■ Written request 1
Give the listing as a numbered list, leaving out blank lines, from its first line through the line with "9L104 9L104 8L104", both included.

■ Document excerpt
The time would have been between three and six in the morning and the fact that the text tells us it was very early tells us that it was closer to three than to six.
We see several points in this short verse that bear critical lessons for our own prayer life.
The first is that there is prayer must happen, the second is that we need to be purposeful or deliberate about it and the last point is the singular importance of private prayer.
Now all of those might seem to intermingle, and in some ways they do so let me explain starting with the first point that prayer must happen.
Speaking on prayer John Bunyan, the writer of Pilgrim’s Progress said
He who runs from God in the morning will hardly find him at the close of the day; nor will he who begins with the world and the vanities thereof, in the first place, be very capable of walking with God all the day after.
It is he who finds God in his closet that will carry the savor of him into his house, his shop, and his more open conversation.
Echoing this sentiment, the 19th century pastor E.M. Bounds once said
The men who have done the most for God in this world have been early on their knees.
He who fritters away the early morning, its opportunity and freshness, in other pursuits than seeking God will make poor headway seeking him the rest of the day.
If God is not first in our thoughts and efforts in the morning, he will be in the last place the remainder of the day.
Now, I am not a morning person - just ask my wife.
That’s one reason I am happy to tell you that this text is descriptive not prescriptive.
What I mean by that is that this text is not establishing the standard for prayer for all time - so if you are like me and are not a morning person then have no fear.
You can still have an effective prayer life without rising early in the morning like Christ does here.
We should note here though something that is in the statement I just quoted from Bounds - If God is not first in our thoughts and efforts in the morning.
Some of us are more efficient at rolling out of bed and checking our Facebook, Twitter or email feeds than we are at taking the time to commune with our Heavenly Father even if it is only for a few moments to consecrate the day.
I’m not saying you have to get up at three a.m. or spend four hours each morning in prayer - but we should seek Him first thing every morning when we awaken.
But like I said before if you aren’t a morning person there is still hope for you to have an effective prayer life.
There are other texts in Mark that tell us that Christ also spent time in the evenings praying.
In fact the other two key texts where we see Christ praying in Mark both take place at the end of the day.
The first instance in found in Mark 6:45-46 just after Christ has fed the five thousand.
He had just performed one of His greatest miracles producing enough food out of five loaves and two fish to feed five thousand men.

■ Data extract
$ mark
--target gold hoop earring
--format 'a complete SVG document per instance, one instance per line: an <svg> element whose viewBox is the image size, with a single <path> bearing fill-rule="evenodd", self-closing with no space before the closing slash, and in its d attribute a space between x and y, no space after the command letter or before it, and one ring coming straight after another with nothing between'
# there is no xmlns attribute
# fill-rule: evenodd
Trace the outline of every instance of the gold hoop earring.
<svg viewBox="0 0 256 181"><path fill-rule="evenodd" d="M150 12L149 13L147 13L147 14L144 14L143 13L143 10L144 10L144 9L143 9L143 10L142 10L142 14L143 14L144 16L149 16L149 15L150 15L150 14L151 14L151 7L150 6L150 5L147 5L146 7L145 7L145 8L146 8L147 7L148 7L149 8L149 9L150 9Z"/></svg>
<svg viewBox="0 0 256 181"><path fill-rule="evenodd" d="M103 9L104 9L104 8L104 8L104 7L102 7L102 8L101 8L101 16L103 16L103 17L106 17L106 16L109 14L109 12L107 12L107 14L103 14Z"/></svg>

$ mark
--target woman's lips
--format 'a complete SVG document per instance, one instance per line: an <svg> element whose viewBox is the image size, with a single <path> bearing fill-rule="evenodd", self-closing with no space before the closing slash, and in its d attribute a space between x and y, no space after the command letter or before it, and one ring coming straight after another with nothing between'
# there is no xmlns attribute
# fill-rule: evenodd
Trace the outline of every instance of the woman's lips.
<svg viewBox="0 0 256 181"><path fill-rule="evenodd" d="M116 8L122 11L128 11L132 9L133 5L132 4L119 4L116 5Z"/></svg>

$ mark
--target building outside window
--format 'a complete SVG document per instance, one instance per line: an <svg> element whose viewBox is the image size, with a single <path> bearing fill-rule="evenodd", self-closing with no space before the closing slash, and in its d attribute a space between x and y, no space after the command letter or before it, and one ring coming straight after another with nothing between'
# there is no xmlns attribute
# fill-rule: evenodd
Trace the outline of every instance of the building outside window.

■ Written request 2
Take the passage on prayer further from where it stops.

■ Expected output 1
1. $ mark
2. --target gold hoop earring
3. --format 'a complete SVG document per instance, one instance per line: an <svg> element whose viewBox is the image size, with a single <path> bearing fill-rule="evenodd", self-closing with no space before the closing slash, and in its d attribute a space between x and y, no space after the command letter or before it, and one ring coming straight after another with nothing between'
4. # there is no xmlns attribute
5. # fill-rule: evenodd
6. Trace the outline of every instance of the gold hoop earring.
7. <svg viewBox="0 0 256 181"><path fill-rule="evenodd" d="M150 12L149 13L147 13L147 14L144 14L143 13L143 10L144 10L144 9L143 9L143 10L142 10L142 14L143 14L144 16L149 16L149 15L150 15L150 14L151 14L151 7L150 6L150 5L147 5L146 7L145 7L145 8L146 8L147 7L148 7L149 8L149 9L150 9Z"/></svg>
8. <svg viewBox="0 0 256 181"><path fill-rule="evenodd" d="M103 9L104 9L104 8L104 8L104 7L102 7L102 8L101 8L101 16L103 16L103 17L106 17L106 16L109 14L109 12L107 12L107 14L103 14Z"/></svg>

■ Expected output 2
The total number of people with women and children would likely have been closer to 20,000.
And yet just as we see here in our text this morning He dismisses the crowds and then even His disciples to get alone.
He went away up the mountain to pray and He prays until late in the night.
The text says that He prays until the fourth watch of the night - also between 3 and 6 am - and then comes walking on the water toward His disciples.
The other instance that we see Christ laboring in prayer is in the Garden of Gethsemane before His arrest.
This time again at night Mark tells us
My point here is that Christ doesn’t seem to have a set time in which He prayed - whether it was morning or evening the important item is that He took the time to pray.
And looking at the instances in which Mark tells us that Christ prayed can be instructive for us as well.
The first two were following what could only be called successful days of ministry.
The first was the healing of many sick and demon possessed individuals and the second was a feeding that was epic in proportions.
Yet instead of basking in the moment.
Instead of celebrating with His disciples, Christ rises early in the morning and steals out of a sleeping house to pray - which leads me to my next point, the deliberate prayer of Christ.
It doesn’t say that Christ simply rolled over or that He got up and went and sat in His favorite chair by the fire to pray.
It says that He got up, went out and made His way to a desolate or deserted place.
The word here for deserted is the same word used for the wilderness in Mark 1:3 and Mark 1:14.
I mean Christ didn’t even get up and go down the street to the local Starbucks or park to pray.
He completely left the town of Capernaum and went out into a deserted place to get completely alone and pray.
This took some effort on His part.
This cost Him something.
These were no, to quote H.B. Charles, “text message” prayers that Jesus was going out to say.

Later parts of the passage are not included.